Toys “R” Us sought chapter 11 protection last September, and although it didn’t have a reorganisation plan or prospect to sell the chain, its management still hoped to survive the filing. Following a disastrous holiday season, though, it was ultimately decided to liquidate the more than 800 big-box toy stores in the US, and sell or liquidate its international businesses.
Sears’s lawyers and advisers were poised to file a so-called voluntary petition under chapter 11 today (AEDT) in the US Bankruptcy Court in White Plains, New York, said people familiar with the matter, formally beginning the restructuring process under court supervision. A late-night (local time) filing would likely put the company’s lawyers in front of a bankruptcy judge tonight (AEDT) at the earliest.
When a company seeks bankruptcy protection, it must receive a judge’s approval to cut any checks or make most decisions regarding its path forward, including paying its employees, its utility bills and other standard operations procedures. In addition, the company likely will seek immediate approval to begin using a bankruptcy loan, which will be used to make these payments and keep some stores operating.
Sears employs about 70,000 people, one of the people said.
The deal is expected to be presented to the judge following days of marathon negotiations between the pioneering American retailer and its bank lenders, Bank of America, Wells Fargo & Co, and Citigroup Inc. The banks are leading the provision of a so-called debtor-in-possession loan of between roughly $US500 million and $US600 million, which would be used to keep some of its stores open for the foreseeable future, according to people familiar with the situation.

### DIRECTIONS FOR THIS TASK
Reproduce part of the bankruptcy text word for word, beginning at the words "Sears’s lawyers and" and stopping after "some stores operating.".

### EXCERPTED RECORDS
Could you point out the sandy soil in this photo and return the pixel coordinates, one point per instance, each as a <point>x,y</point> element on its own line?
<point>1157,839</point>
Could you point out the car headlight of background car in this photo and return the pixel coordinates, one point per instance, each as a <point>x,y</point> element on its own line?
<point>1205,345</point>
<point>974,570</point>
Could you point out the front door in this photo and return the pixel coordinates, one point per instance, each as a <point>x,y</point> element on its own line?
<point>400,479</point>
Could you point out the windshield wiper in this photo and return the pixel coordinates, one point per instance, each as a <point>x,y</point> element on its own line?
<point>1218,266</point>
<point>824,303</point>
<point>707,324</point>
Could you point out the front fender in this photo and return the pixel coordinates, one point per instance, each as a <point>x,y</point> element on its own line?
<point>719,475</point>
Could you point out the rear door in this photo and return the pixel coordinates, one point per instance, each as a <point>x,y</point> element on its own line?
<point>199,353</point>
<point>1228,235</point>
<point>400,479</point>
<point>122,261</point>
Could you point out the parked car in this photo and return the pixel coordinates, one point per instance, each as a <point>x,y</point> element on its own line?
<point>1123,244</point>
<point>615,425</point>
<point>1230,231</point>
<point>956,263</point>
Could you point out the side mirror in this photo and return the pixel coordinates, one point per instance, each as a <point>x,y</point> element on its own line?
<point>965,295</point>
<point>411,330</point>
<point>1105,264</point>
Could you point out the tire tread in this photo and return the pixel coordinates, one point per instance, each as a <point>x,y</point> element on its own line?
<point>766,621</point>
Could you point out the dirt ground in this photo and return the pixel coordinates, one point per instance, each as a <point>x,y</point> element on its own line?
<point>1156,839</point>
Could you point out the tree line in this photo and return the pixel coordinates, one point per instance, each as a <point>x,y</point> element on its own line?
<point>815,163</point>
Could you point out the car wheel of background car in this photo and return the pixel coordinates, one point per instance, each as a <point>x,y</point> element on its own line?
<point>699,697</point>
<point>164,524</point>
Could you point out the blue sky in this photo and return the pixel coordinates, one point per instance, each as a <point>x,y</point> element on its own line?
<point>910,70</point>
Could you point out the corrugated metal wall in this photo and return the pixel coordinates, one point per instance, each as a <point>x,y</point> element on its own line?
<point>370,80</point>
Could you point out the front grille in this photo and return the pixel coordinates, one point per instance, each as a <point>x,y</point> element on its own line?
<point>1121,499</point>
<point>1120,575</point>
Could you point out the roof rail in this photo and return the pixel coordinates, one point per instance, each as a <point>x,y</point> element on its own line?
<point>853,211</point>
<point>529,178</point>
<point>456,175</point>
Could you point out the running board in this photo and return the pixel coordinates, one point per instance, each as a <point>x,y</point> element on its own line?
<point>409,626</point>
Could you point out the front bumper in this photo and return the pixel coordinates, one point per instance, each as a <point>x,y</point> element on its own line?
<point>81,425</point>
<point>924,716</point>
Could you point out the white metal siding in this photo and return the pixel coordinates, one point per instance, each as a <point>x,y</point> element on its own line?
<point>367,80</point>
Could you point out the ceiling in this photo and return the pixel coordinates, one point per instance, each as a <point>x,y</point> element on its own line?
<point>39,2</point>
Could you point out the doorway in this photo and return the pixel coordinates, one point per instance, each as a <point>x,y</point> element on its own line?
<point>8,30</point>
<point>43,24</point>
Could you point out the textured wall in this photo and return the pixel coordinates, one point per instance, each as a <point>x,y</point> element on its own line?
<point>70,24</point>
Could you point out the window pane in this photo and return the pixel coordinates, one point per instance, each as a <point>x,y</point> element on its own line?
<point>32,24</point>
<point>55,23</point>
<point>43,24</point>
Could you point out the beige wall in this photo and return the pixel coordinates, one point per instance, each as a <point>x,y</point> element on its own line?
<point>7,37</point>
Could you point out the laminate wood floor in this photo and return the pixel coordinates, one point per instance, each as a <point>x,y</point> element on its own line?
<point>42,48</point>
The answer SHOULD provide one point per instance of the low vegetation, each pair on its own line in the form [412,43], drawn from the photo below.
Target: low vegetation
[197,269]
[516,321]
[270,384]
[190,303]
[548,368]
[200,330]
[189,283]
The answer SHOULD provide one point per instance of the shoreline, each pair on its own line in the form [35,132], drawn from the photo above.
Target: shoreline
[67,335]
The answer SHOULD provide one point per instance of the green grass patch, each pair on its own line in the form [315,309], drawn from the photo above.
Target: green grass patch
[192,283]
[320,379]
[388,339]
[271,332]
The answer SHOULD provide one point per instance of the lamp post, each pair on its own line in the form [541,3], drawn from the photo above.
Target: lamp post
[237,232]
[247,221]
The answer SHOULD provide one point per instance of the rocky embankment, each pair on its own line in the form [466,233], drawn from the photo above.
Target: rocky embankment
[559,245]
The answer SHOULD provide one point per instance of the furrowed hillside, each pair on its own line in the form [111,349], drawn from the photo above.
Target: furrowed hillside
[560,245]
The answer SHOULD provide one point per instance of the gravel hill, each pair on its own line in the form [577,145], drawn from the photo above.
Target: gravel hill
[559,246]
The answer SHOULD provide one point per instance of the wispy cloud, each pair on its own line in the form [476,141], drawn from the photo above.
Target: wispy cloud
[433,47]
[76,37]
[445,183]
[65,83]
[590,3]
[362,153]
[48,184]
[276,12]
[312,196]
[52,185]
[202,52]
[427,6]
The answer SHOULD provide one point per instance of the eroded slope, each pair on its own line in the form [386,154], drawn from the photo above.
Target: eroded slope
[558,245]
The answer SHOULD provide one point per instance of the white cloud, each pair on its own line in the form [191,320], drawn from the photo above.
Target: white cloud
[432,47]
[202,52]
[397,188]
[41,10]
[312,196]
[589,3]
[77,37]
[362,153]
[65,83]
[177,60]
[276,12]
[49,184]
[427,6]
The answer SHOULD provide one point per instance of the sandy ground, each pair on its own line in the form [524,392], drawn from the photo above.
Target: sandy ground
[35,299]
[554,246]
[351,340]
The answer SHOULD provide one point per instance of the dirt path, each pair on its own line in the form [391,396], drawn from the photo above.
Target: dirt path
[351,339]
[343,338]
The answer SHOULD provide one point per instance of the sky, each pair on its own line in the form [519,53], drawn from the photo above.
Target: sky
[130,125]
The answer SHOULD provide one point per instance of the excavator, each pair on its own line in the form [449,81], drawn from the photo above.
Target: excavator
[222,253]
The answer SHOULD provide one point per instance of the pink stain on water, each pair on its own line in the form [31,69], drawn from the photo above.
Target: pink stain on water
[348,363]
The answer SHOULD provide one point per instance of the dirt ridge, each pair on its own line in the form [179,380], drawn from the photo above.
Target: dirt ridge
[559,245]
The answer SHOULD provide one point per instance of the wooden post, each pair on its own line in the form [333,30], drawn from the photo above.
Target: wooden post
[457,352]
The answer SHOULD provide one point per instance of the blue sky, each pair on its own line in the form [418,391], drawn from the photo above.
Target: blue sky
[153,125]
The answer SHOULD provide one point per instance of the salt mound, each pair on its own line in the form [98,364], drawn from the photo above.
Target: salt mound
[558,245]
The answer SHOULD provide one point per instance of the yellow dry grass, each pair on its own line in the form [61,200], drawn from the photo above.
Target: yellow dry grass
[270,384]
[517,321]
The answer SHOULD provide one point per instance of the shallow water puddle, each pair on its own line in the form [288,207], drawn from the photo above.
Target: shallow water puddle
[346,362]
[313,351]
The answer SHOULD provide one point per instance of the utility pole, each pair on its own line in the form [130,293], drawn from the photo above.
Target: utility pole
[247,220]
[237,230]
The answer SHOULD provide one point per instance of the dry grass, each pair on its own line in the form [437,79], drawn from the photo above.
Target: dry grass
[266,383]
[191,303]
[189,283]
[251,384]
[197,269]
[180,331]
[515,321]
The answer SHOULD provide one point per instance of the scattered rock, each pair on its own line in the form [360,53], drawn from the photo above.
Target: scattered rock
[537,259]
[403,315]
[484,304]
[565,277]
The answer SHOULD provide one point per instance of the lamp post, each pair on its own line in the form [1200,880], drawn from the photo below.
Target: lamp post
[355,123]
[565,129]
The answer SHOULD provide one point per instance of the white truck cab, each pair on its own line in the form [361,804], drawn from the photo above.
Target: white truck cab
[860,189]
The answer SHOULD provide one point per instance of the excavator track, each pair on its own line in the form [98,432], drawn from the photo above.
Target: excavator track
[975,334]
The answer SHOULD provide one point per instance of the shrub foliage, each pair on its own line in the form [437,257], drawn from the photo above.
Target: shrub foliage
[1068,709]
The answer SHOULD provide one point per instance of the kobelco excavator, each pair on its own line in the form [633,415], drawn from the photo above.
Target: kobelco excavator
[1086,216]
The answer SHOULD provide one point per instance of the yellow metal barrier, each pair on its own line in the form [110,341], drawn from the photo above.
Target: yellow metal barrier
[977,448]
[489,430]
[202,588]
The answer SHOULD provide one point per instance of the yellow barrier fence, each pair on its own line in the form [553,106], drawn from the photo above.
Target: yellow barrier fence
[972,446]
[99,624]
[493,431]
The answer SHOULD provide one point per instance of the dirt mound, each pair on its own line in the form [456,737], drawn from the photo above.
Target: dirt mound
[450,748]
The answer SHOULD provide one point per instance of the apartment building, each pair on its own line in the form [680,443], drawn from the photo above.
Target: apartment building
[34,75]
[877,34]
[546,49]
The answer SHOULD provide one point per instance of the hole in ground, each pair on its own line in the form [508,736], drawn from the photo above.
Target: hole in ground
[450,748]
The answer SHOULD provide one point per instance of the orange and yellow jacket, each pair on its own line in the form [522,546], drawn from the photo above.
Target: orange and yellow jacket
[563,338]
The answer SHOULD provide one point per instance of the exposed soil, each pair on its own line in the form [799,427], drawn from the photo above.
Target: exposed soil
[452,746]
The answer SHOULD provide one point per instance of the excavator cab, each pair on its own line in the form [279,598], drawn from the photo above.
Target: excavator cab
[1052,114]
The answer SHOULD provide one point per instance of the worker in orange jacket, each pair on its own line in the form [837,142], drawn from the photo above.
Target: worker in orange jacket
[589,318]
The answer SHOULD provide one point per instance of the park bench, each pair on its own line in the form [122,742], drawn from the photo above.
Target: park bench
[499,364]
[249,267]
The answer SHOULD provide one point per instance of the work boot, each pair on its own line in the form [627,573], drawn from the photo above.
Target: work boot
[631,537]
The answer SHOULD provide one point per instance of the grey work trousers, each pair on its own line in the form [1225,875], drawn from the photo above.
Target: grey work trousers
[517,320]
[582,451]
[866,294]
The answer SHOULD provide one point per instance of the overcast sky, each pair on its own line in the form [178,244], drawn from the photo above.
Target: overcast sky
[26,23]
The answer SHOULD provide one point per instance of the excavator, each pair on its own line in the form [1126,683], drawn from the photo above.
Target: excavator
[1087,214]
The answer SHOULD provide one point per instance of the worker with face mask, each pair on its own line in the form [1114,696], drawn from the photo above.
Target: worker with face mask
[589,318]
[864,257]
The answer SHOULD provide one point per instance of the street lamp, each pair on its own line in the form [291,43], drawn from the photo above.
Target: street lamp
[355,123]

### ANSWER BOX
Sears’s lawyers and advisers were poised to file a so-called voluntary petition under chapter 11 today (AEDT) in the US Bankruptcy Court in White Plains, New York, said people familiar with the matter, formally beginning the restructuring process under court supervision. A late-night (local time) filing would likely put the company’s lawyers in front of a bankruptcy judge tonight (AEDT) at the earliest.
When a company seeks bankruptcy protection, it must receive a judge’s approval to cut any checks or make most decisions regarding its path forward, including paying its employees, its utility bills and other standard operations procedures. In addition, the company likely will seek immediate approval to begin using a bankruptcy loan, which will be used to make these payments and keep some stores operating.